── Study text
Hornbeck Home Renovations, Inc. v. Crain
This text of Hornbeck Home Renovations, Inc. v. Crain (Hornbeck Home Renovations, Inc. v. Crain) is published on Counsel Stack Legal Research, covering Ohio Court of Appeals primary law. Counsel Stack provides free access to over 12 million legal documents including statutes, case law, regulations, and constitutions.
Opinion
[Cite as Hornbeck Home Renovations, Inc. v. Crain, 2026-Ohio-1515.]
IN THE COURT OF APPEALS OF OHIO ELEVENTH APPELLATE DISTRICT TRUMBULL COUNTY
HORNBECK HOME RENOVATIONS, CASE NO. 2025-T-0091 INC.,
Plaintiff-Appellee, Civil Appeal from the Court of Common Pleas - vs -
THOMAS CRAIN, Trial Court No. 2023 CV 01428
Defendant-Appellant.
MEMORANDUM OPINION AND JUDGMENT ENTRY
Decided: April 27, 2026 Judgment: Appeal dismissed
Jason M. Rebraca, Johnson & Johnson Law Firm, 12 West Main Street, Canfield, OH 44406 (For Plaintiff-Appellee).
────
:: Goal of the exercise ::
Decide whether each statement agrees with the case text, answering yes or no and quoting the words of the case text that settle it. 1. Jason M. Rebraca appeared for the plaintiff-appellee. 2. The trial court case number is 2025-T-0091. 3. The judgment was that the appeal is dismissed. The records that follow were drawn from a separate source.
── Data supplied
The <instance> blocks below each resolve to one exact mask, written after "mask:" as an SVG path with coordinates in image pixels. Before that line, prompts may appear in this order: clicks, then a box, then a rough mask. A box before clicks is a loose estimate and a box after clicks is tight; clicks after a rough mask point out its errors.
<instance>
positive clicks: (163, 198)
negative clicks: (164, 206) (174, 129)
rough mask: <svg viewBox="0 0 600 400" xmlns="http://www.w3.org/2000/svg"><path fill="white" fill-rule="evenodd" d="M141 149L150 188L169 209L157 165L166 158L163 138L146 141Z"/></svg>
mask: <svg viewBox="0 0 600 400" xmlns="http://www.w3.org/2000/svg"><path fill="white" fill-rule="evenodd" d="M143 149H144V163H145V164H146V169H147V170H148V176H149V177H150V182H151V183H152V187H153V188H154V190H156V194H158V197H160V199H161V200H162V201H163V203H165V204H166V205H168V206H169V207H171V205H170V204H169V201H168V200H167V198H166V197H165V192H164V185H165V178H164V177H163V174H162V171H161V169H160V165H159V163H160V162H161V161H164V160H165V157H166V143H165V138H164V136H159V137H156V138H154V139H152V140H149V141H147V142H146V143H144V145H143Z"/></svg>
────
:: Answer box ::
1. Yes: "(For Plaintiff-Appellee)"
2. No: "Trial Court No. 2023 CV 01428"
3. Yes: "Judgment: Appeal dismissed"